Bütüncül yönetim yaklaşımı ilk defa Zinbaweli doğa bilimci, yabanıl hayat uzmanı Allan Sovey’in kendi ülkesi ve bütün Afrika ülkelerinde çölleşmeye karşı önlem almak için kullandığı bir yönetim ve davranış modelidir. Bütüncül yönetim bizlere herhangi bir konuda karar alınırken dünyayı bir bütün olarak ele alıp kararlarımızın olası sonuçlarını da göz önünde bulundurarak hareket etmemizi söyleyen bir düşünce biçimi ve yöntemidir. Bana kalırsa, burada en dikkat çekici kelime “dünyayı bir bütün olarak” ele almak… Ve alınan kararların olası sonuçlarını düşünmektir. Günümüzde ülke tarımının düştüğü sıkıntıların en başında geleceği düşünmeden verilen günlük kararları olduğunu söylemek bu açıdan bakıldığında yanlış olmayacaktır.

 

 

Tarım uzun soluklu bir yolculuktur. Ülkemizde tarım, olası geçmiş eksiklikler ve hatalar nedeniyle sorunlu sektörlerimiz arasındadır. Bunun en önemli nedenleri arasında, bitkisel ve hayvansal tarımın birbiri ile entegre edilerek kurgulanmamış olmasıdır. Üstelik döngüsel tarım mantığı ile bakıldığında ise karbon dioksit/sera gazı azaltımını sağlayacak olan “yenilebilir enerji” kaynaklarımızı da bu vesile ile üretebilmiş olabilecektik. Bu da tarımda “girdi maliyetlerinde” ciddi bir düşmeye imkân sağlayarak, çiftçilerimiz için sürdürülebilir tarımın geleceğini garanti altına alacak gelir artışına imkân sağlayabilecekti.

Görev 1
Bütüncül yönetim metnine göre şu soruları yanıtlar mısınız?
(a) Bütüncül yönetim, karar alınırken dünyanın nasıl ele alınmasını söyler?
(b) Tarım nasıl bir yolculuk olarak nitelendiriliyor?
(c) Tarımın sorunlu olmasının en önemli nedenleri arasında ne sayılıyor?
Görev 2
Aşağıdaki ifadeler bütüncül yönetim metniyle uyuşuyor mu? Her birine evet ya da hayır deyip kararı belirleyen sözleri metinden aynen alıntılar mısınız?
(a) Tarım, ülkenin sorunlu sektörleri arasında yer alır.
(b) Bütüncül yönetim yaklaşımı ilk olarak su kıtlığına karşı önlem almak için kullanılmıştır.
(c) Girdi maliyetlerindeki düşüş, çiftçiler için gelir artışına imkân sağlayabilecekti.
Görev 3
Bütüncül yönetim metnini, gösterilen son cümleden sonrasından sürdürün.
Veriler, metinden ayrı ve bağımsız bir malzemedir.

Sağlanan veriler
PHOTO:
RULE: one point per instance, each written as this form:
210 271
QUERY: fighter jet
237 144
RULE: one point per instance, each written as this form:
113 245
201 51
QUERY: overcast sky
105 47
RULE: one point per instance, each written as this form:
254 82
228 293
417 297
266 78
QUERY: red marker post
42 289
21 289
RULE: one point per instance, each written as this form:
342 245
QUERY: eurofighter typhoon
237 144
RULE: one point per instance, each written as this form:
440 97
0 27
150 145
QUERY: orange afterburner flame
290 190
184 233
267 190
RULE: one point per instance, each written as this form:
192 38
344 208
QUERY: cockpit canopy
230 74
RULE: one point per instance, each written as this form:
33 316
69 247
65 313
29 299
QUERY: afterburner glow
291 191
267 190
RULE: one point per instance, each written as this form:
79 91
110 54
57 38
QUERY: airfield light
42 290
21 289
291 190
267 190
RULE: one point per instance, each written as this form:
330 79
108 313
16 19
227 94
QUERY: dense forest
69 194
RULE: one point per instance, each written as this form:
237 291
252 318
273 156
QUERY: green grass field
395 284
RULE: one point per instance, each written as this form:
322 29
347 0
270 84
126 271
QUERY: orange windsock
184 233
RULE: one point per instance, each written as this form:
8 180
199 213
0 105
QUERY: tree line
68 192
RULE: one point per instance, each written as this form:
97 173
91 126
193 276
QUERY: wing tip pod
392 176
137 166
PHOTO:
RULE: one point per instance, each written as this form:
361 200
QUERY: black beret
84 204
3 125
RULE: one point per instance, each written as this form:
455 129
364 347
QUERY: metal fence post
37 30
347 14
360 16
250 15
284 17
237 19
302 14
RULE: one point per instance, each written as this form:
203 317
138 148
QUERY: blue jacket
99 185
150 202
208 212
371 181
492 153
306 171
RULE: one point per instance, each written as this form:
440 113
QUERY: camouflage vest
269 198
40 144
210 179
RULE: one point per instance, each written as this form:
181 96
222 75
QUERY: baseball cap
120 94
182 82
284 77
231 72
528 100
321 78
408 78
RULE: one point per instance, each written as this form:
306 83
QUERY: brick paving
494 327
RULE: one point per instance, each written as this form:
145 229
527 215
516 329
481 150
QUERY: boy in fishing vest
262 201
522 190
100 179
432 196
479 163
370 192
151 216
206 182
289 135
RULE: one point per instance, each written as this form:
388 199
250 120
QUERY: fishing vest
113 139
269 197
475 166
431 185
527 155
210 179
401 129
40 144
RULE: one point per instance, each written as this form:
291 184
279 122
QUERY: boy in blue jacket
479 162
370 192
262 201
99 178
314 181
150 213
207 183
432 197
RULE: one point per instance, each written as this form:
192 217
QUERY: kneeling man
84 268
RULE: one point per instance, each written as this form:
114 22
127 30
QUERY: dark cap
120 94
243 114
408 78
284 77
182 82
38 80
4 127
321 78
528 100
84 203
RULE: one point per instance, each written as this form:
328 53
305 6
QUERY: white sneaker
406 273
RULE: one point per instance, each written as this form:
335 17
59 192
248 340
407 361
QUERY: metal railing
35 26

Görev sonucu 1
(a) Bir bütün olarak.
(b) Uzun soluklu bir yolculuk.
(c) Bitkisel ve hayvansal tarımın birbiri ile entegre edilerek kurgulanmamış olması.

Görev sonucu 2
(a) Evet: "Ülkemizde tarım, olası geçmiş eksiklikler ve hatalar nedeniyle sorunlu sektörlerimiz arasındadır."
(b) Hayır: "kendi ülkesi ve bütün Afrika ülkelerinde çölleşmeye karşı önlem almak için kullandığı bir yönetim ve davranış modelidir"
(c) Evet: "tarımda “girdi maliyetlerinde” ciddi bir düşmeye imkân sağlayarak, çiftçilerimiz için sürdürülebilir tarımın geleceğini garanti altına alacak gelir artışına imkân sağlayabilecekti"

Görev sonucu 3
 

 

Doğa dostu tarım anlayışı, doğanın tarım yoluyla iyileştirilmesini, mevcut ekosistemleri, toprak ve su varlıklarını, her türlü canlı çeşitliliğini korumanın ötesinde iyileştirmeyi öngörür. Doğaya aykırı olmaktan ziyade onunla birlikte çalışma, uzun süreli düşüncesizce hareket etmekten ziyade, uzun süreli gözlem yapmayı, bütün işlevlerini dikkate alarak planlamayı gerekli kılar. Bu da çiftliklerin veya kooperatiflerin küçük veya büyük yönetilmesini sistematik olarak zorunlu görür. Ancak böylelikle bundan sonraki dönemlerde “yeşil bir devrim”den söz edilebilir. Döngüsel ekonomi modellemeleri gibi tarım ve gıda ekosisteminde, “döngüsel bir yaşam modeli” oluşturularak yeniden bir tarım ülkesi olma şansımızı artırabiliriz. Böylelikle gıda da dışa bağımlılığımızı da azaltmış olabiliriz.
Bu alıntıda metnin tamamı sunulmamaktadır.